** Passage provided follows **

My son graduated from Stuyvesant in the late 90's. While he had an overall good experience there, the competitive culture was overwhelming, perhaps a bit toxic, and not just among the students. A few examples:
At the first parent orientation, one of the science classrooms was SRO and I was only able to stand in the doorway to hear what was being said. A parent literally lowered her head and pushed into my stomach (hard) to force her way past me (and others) to get entrance into the room!
While there, my son knew of some kids who lived in New Jersey but had "addresses" in New York. In at least one case, a parent's work address was used. So that student's cheating began from Day One, and that child took the place of a New Yorker who was the next one on the list.
There were also kids that got classified with a learning disability in order to get extra time on tests and so on. Apparently, this information is not listed on transcripts when one applies to college, so one could easily gain an advantage, with no down side.

** End of Passage provided **

▶ **Problem 1**
Render this sentence from the Stuyvesant passage in Spanish: "In at least one case, a parent's work address was used."
▶ **Problem 2**
In the Stuyvesant passage, what classification did some kids receive so they could get extra time on tests?

** Data section follows **

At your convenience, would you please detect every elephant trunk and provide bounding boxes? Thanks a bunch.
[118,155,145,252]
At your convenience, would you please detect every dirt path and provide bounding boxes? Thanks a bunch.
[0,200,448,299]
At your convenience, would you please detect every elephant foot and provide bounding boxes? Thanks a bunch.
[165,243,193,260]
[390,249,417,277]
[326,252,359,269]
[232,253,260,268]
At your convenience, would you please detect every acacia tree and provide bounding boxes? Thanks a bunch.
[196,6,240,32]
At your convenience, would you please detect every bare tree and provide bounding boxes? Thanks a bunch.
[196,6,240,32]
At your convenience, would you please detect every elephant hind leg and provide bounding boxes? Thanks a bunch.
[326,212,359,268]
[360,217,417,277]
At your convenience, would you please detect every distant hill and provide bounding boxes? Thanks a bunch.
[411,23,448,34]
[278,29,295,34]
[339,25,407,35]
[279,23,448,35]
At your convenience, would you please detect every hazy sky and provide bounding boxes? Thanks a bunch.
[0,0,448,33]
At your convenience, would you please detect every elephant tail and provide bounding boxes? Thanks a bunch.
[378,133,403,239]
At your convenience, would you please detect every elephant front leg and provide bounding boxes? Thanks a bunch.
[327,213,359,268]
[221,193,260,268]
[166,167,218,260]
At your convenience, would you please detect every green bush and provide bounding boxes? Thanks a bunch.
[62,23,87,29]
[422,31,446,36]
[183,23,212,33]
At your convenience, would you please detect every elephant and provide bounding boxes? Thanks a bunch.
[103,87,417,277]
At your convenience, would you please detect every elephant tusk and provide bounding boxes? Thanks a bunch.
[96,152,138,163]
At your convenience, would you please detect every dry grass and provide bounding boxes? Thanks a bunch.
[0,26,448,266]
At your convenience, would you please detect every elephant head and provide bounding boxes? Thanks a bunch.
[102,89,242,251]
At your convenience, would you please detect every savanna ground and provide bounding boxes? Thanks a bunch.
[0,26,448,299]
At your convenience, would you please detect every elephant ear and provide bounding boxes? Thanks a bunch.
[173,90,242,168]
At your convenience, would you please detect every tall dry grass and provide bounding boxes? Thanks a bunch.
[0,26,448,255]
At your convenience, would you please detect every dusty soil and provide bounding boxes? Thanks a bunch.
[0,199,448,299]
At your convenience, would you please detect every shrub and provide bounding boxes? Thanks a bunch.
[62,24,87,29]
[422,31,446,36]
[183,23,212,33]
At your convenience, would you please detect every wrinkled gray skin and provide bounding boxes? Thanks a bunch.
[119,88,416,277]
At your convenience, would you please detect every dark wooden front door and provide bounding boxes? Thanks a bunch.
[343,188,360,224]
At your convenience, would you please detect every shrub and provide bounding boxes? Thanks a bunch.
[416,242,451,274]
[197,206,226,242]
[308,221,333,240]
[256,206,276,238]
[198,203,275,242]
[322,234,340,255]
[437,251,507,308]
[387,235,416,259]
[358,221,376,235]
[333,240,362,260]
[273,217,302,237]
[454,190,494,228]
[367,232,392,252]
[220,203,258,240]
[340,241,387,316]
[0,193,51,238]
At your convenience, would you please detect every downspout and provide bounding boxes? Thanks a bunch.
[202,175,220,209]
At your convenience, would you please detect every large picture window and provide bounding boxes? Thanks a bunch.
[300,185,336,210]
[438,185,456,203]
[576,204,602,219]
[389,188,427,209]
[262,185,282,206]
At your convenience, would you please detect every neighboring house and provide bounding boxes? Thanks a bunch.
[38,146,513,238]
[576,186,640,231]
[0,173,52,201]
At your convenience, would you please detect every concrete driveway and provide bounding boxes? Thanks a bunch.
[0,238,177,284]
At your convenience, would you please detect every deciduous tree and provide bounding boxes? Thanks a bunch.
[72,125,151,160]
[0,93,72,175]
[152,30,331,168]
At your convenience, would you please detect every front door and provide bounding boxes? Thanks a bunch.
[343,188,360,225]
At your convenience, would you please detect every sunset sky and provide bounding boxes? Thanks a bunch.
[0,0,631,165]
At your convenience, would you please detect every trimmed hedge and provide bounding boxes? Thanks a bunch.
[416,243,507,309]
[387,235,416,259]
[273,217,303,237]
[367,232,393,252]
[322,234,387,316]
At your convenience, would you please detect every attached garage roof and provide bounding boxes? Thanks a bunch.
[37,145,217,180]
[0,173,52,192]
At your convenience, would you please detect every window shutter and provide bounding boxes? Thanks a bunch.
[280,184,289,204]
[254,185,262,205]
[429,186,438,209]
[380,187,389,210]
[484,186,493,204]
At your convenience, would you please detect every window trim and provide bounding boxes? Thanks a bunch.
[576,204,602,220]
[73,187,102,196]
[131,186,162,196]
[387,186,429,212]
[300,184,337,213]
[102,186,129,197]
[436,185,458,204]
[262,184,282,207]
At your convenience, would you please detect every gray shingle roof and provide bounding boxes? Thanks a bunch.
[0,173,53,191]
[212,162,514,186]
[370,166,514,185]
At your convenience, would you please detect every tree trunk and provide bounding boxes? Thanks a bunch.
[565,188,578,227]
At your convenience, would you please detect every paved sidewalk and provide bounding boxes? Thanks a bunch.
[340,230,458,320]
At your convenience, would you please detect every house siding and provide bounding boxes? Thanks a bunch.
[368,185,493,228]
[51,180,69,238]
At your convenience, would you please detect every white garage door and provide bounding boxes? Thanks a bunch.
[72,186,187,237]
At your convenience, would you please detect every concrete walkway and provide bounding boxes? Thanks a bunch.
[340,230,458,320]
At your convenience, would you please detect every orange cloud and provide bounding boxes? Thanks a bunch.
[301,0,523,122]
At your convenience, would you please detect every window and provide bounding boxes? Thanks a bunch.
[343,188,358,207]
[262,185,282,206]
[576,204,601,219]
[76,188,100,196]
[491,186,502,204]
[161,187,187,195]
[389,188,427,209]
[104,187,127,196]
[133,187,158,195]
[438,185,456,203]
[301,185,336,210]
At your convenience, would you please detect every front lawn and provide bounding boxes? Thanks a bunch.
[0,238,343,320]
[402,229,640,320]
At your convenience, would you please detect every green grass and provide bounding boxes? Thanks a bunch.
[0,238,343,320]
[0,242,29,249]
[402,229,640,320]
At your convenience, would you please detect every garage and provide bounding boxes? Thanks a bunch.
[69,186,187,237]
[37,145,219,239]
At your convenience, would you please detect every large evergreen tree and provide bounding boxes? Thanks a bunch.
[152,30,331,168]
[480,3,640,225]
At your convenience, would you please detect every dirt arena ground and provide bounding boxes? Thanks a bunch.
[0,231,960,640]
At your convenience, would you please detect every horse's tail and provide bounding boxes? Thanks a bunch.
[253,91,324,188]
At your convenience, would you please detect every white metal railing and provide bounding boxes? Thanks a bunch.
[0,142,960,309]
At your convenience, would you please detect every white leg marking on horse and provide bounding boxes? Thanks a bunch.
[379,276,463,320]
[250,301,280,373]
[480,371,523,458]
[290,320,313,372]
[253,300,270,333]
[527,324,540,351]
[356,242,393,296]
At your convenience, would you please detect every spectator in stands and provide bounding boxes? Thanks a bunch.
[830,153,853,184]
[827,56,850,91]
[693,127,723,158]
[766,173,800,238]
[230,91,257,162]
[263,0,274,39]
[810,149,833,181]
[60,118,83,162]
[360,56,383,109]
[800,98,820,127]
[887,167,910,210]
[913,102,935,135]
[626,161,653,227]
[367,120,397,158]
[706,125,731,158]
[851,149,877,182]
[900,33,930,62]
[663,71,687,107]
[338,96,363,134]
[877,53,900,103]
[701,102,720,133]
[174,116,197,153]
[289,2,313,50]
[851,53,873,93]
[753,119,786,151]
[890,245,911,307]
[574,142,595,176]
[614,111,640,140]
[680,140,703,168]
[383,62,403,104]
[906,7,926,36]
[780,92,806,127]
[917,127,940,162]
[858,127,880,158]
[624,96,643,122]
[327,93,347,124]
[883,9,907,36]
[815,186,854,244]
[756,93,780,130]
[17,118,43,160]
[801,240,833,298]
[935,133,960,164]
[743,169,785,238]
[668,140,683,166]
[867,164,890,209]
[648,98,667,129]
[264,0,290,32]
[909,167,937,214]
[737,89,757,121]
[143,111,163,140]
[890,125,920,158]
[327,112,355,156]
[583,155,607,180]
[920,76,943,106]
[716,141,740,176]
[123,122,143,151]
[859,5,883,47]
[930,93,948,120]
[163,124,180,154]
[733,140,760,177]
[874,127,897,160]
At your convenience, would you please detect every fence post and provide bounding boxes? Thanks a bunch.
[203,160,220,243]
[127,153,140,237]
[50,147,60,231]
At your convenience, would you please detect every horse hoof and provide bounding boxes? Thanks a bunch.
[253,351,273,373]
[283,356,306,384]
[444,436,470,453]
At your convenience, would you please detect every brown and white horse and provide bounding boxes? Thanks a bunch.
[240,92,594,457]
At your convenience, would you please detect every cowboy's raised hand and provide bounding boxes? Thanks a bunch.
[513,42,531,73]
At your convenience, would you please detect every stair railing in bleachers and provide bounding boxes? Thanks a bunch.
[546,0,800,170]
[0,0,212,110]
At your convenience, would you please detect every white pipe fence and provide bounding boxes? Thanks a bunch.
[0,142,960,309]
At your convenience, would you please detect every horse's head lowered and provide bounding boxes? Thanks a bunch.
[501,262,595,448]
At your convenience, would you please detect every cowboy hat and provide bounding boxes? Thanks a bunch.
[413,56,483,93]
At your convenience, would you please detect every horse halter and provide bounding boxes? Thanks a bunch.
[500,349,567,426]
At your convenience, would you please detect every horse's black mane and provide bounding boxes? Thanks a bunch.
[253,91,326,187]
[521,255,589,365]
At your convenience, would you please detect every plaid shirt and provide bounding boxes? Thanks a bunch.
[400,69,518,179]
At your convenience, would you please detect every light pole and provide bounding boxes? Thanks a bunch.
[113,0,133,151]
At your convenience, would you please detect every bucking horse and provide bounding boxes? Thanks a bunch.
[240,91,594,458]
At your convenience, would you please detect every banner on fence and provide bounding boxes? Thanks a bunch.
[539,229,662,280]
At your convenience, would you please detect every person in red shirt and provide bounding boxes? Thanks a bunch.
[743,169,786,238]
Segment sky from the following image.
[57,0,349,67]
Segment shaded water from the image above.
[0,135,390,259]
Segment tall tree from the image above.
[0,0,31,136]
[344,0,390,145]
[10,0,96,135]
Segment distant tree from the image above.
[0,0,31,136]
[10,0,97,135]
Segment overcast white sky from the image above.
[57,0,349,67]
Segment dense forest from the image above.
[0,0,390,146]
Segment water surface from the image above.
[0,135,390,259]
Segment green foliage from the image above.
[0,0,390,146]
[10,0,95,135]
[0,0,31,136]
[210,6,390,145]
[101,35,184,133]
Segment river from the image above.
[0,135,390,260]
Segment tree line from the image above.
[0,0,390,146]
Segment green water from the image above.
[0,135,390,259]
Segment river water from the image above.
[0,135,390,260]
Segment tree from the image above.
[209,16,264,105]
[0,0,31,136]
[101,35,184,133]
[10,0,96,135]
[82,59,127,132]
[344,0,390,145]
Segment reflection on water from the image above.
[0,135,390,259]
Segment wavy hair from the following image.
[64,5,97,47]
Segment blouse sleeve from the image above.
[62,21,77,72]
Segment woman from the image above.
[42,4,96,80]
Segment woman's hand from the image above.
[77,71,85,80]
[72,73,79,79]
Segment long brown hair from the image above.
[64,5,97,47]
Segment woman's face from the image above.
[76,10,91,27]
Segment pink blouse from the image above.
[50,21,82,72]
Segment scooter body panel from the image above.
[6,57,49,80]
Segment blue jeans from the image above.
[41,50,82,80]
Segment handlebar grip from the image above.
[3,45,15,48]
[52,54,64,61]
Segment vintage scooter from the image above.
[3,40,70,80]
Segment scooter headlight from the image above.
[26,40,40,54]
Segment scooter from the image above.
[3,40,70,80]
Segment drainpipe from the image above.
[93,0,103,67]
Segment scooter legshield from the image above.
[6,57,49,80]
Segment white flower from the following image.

** End of Data section **

▶ **Answer section 1**
En al menos un caso, se utilizó la dirección laboral de uno de los padres.

▶ **Answer section 2**
A learning disability.